• **Fragmento citado**:
_ _ _ _

Cuando hablamos de trauma, muchas personas piensan en eventos puntuales, extremos o evidentes. Pero existe otro tipo de herida emocional, más sutil y silenciosa, que también deja una huella profunda: el trauma relacional. Se trata de aquellas experiencias dolorosas vividas en el contexto de relaciones importantes, especialmente en la infancia, que afectan la manera en que nos vinculamos con nosotros mismos y con los demás.
Este tipo de trauma no siempre está asociado a hechos “graves” como abusos o negligencia extrema. A veces, proviene de vínculos en los que no nos sentimos vistos, validados o emocionalmente seguros. Padres emocionalmente ausentes, cuidadores impredecibles, exigencias excesivas, invalidación o falta de sintonía emocional pueden generar lo que llamamos apego inseguro, un estilo de vinculación que nos deja en alerta, con dificultades para confiar, conectar o poner límites.

_ _ _ _

• **Datos del ejercicio**:
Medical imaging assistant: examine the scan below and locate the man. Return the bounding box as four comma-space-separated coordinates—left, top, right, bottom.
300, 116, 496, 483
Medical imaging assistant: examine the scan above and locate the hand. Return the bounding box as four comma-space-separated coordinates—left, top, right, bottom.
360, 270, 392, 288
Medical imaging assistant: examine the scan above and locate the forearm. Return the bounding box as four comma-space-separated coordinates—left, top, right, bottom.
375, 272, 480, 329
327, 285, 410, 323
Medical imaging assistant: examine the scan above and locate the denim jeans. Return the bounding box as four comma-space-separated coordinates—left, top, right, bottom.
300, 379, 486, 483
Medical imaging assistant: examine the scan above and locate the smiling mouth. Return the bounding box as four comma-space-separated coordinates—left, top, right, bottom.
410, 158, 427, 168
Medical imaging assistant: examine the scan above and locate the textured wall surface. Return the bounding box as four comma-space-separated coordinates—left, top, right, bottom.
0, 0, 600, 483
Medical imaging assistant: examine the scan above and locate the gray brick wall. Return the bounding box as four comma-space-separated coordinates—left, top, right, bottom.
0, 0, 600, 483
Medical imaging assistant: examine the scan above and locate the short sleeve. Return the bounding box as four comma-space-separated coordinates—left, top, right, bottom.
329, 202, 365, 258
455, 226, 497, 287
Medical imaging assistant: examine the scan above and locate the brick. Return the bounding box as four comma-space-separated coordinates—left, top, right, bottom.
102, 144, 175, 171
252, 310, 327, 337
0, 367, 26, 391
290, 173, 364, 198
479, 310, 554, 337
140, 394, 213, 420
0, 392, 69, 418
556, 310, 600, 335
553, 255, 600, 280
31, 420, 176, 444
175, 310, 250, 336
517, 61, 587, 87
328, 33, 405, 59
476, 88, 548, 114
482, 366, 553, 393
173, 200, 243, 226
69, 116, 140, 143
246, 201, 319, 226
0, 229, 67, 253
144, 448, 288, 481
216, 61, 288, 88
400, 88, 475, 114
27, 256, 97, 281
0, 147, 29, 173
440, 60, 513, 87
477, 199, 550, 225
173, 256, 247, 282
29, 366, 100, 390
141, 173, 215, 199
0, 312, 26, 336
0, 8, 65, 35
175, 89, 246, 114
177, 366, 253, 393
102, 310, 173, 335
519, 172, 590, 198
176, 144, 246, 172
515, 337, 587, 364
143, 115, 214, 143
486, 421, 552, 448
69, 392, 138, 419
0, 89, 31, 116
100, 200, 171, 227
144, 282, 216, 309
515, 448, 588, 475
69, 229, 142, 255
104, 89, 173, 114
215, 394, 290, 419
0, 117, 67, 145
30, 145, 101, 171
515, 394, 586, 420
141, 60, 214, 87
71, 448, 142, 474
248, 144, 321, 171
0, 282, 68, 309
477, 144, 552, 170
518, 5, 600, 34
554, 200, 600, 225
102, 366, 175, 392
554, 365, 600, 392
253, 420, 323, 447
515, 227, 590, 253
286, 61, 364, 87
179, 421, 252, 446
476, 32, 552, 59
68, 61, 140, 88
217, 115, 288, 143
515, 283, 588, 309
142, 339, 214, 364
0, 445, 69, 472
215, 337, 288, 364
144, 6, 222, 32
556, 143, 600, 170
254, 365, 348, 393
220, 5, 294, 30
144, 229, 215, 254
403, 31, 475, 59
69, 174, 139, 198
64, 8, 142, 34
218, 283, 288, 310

_ _ _ _

• **Ejercicios**:
[A] Según el texto sobre el trauma relacional, ¿qué estilo de vinculación pueden generar los padres emocionalmente ausentes o los cuidadores impredecibles?
[B] Indica si cada afirmación concuerda con el texto sobre el trauma relacional y cita las palabras que lo deciden: (i) El trauma relacional siempre está asociado a abusos o negligencia extrema. (ii) El trauma relacional afecta la manera en que nos vinculamos con nosotros mismos y con los demás. (iii) Muchas personas asocian el trauma con eventos puntuales, extremos o evidentes.
[C] Reproduce literalmente el fragmento del texto sobre el trauma relacional que va desde "Cuando hablamos de" hasta "o poner límites.", ambos incluidos.

• **Respuestas por tarea**:
[A] Apego inseguro.

[B]
(i) No: "Este tipo de trauma no siempre está asociado a hechos “graves” como abusos o negligencia extrema."
(ii) Sí: "que afectan la manera en que nos vinculamos con nosotros mismos y con los demás"
(iii) Sí: "muchas personas piensan en eventos puntuales, extremos o evidentes"

[C]
Cuando hablamos de trauma, muchas personas piensan en eventos puntuales, extremos o evidentes. Pero existe otro tipo de herida emocional, más sutil y silenciosa, que también deja una huella profunda: el trauma relacional. Se trata de aquellas experiencias dolorosas vividas en el contexto de relaciones importantes, especialmente en la infancia, que afectan la manera en que nos vinculamos con nosotros mismos y con los demás.
Este tipo de trauma no siempre está asociado a hechos “graves” como abusos o negligencia extrema. A veces, proviene de vínculos en los que no nos sentimos vistos, validados o emocionalmente seguros. Padres emocionalmente ausentes, cuidadores impredecibles, exigencias excesivas, invalidación o falta de sintonía emocional pueden generar lo que llamamos apego inseguro, un estilo de vinculación que nos deja en alerta, con dificultades para confiar, conectar o poner límites.